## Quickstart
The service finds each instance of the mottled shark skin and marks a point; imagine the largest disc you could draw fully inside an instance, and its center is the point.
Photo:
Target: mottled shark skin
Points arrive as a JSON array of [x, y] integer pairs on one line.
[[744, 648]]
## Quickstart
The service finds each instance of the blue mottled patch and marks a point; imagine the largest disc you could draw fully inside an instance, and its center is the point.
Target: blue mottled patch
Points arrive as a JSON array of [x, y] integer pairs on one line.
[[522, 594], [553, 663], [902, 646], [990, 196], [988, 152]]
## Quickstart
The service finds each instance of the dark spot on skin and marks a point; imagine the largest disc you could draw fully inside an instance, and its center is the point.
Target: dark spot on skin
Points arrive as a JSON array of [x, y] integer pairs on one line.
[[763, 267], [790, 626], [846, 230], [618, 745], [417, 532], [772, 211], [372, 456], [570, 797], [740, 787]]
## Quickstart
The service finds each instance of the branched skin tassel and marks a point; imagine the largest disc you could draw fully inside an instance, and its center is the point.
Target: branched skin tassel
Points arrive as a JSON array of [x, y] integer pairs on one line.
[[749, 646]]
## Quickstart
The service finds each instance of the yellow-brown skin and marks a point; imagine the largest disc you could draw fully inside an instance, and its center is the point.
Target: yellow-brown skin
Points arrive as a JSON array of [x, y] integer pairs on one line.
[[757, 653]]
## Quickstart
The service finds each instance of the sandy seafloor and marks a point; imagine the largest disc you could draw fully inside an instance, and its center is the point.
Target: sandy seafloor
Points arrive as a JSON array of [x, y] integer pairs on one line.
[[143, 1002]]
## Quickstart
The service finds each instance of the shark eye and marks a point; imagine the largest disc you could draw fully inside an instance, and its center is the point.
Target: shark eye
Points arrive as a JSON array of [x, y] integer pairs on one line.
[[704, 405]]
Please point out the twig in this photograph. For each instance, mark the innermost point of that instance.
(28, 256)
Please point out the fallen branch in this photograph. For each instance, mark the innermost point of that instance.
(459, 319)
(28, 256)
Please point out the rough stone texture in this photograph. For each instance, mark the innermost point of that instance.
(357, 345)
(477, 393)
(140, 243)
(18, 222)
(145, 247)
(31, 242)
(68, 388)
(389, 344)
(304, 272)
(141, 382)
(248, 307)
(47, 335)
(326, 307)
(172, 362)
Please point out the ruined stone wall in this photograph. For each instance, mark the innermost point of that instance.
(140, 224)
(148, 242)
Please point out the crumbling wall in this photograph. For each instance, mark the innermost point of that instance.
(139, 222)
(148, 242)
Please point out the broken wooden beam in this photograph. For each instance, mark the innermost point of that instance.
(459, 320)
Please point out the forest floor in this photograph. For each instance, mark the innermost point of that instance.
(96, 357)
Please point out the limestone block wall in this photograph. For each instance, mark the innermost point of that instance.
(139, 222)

-.-.-

→ **The problem**:
In the listing above, please copy exactly the lines from the first through the one that contains "Target: blue mottled patch", and no others.

→ **The completed task**:
## Quickstart
The service finds each instance of the mottled shark skin and marks a point; imagine the largest disc you could draw fully inside an instance, and its center is the point.
Photo:
Target: mottled shark skin
Points arrive as a JSON array of [x, y] integer pairs on one line.
[[744, 648]]
## Quickstart
The service finds each instance of the blue mottled patch and marks a point; imagine the largest disc you could draw fully inside an instance, and its center is the point.
Target: blue mottled patch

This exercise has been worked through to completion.